§ What this task involves
Treat the line containing "Target: bus passenger door" as the first line and the final line of the material below as the last; reproduce that range exactly.

::: Supplied material

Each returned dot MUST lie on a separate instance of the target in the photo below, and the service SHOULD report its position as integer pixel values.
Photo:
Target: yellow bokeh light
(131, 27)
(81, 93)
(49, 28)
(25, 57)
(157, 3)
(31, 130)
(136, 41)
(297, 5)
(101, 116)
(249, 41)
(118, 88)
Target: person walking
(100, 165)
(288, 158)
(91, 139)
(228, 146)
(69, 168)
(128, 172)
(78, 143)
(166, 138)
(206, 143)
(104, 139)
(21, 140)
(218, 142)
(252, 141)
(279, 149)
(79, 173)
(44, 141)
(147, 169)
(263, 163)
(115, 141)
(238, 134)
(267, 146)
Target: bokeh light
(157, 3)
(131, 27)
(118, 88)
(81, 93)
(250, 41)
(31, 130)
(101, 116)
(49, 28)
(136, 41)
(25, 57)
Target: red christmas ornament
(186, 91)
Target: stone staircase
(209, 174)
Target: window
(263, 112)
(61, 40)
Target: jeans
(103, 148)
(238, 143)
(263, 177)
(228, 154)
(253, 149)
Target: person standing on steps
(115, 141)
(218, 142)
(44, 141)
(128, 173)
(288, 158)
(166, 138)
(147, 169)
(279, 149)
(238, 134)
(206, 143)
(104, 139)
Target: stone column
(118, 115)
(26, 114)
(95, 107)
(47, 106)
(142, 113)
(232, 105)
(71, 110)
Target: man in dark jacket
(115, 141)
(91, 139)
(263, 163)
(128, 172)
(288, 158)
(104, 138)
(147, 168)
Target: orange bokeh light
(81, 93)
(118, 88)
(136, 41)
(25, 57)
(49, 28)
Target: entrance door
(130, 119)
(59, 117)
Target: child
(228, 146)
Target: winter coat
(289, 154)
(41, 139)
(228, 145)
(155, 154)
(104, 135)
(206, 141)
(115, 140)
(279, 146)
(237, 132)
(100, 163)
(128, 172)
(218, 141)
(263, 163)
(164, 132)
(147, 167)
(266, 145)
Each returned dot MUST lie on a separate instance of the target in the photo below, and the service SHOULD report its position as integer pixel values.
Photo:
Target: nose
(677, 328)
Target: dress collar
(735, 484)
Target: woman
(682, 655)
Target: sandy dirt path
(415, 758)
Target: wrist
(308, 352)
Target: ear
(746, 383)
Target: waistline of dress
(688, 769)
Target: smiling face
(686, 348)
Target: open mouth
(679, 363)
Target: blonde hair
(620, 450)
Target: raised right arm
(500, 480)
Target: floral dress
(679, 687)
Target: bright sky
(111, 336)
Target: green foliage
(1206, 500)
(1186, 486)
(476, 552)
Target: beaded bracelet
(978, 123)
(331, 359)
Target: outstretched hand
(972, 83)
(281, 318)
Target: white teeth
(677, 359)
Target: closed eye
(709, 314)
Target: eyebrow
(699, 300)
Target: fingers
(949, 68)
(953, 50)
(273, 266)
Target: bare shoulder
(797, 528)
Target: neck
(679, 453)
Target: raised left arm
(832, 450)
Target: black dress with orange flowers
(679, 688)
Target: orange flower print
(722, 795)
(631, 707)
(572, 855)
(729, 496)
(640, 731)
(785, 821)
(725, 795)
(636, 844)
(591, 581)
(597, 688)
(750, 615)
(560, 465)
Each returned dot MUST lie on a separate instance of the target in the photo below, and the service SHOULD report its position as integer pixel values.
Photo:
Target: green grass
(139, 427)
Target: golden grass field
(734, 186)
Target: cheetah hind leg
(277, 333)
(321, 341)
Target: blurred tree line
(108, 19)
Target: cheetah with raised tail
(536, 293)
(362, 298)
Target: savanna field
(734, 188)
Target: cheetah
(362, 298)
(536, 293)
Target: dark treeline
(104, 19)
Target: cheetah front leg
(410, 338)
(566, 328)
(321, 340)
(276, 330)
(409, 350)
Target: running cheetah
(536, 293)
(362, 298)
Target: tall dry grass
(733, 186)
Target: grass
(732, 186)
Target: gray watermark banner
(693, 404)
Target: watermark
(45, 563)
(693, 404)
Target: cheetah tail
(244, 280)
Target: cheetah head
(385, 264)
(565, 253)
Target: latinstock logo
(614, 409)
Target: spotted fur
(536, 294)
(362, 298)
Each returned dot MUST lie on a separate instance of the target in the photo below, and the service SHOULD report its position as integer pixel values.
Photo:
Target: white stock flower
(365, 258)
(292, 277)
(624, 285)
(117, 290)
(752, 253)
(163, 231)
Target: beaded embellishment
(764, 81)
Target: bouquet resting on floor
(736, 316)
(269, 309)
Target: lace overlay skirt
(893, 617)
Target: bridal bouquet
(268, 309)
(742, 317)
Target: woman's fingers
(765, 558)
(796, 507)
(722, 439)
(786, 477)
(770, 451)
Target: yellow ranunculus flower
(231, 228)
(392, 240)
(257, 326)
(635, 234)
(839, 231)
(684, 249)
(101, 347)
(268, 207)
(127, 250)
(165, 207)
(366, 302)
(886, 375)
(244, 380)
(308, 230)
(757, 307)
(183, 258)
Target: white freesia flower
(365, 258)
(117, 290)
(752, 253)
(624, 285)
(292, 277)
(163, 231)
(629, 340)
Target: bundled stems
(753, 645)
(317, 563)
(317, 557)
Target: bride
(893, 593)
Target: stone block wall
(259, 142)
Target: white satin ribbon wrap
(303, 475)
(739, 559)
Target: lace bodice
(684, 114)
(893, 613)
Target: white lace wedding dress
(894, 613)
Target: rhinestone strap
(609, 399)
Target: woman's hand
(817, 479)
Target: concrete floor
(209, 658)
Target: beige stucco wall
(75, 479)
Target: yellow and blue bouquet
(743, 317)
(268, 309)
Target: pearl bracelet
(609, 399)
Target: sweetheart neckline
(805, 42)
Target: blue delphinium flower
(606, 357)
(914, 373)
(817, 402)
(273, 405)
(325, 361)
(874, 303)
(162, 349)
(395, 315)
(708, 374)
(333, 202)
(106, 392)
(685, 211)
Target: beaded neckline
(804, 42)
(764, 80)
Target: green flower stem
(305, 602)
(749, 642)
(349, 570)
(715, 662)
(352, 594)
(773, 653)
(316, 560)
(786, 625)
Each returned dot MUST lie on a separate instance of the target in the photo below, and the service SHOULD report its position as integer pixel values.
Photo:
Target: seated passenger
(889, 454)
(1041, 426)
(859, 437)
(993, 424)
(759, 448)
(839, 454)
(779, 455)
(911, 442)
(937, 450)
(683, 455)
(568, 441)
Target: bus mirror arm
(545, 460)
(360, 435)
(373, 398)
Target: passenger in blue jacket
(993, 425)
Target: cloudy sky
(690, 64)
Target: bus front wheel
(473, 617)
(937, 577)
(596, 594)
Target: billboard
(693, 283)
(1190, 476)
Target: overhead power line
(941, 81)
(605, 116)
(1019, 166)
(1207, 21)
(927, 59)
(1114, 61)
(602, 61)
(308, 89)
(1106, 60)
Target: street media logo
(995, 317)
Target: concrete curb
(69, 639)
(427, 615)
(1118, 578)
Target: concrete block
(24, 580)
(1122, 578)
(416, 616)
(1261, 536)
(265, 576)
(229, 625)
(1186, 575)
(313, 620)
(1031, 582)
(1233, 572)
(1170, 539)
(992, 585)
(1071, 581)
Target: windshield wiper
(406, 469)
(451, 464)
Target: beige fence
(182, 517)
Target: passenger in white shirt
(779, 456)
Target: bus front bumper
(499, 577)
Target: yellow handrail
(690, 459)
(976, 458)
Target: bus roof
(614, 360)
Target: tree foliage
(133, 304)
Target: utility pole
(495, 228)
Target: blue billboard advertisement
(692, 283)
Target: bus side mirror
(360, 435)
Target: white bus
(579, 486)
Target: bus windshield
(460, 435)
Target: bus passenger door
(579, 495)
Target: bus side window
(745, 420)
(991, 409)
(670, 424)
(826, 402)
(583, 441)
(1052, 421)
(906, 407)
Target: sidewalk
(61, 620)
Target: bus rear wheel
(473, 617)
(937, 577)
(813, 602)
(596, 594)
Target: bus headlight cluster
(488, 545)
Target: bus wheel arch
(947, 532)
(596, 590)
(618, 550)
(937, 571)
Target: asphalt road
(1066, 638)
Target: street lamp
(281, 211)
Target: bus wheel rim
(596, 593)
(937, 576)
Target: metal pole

::::::

§ Reply to the task
Target: bus passenger door
(579, 495)
Target: bus side window
(745, 420)
(991, 409)
(670, 424)
(826, 402)
(583, 441)
(1052, 421)
(906, 407)
Target: sidewalk
(61, 620)
Target: bus rear wheel
(473, 617)
(937, 577)
(813, 602)
(596, 594)
Target: bus headlight cluster
(488, 545)
Target: bus wheel arch
(947, 532)
(596, 590)
(618, 550)
(937, 571)
Target: asphalt road
(1066, 638)
Target: street lamp
(281, 211)
Target: bus wheel rim
(596, 593)
(937, 576)
Target: metal pole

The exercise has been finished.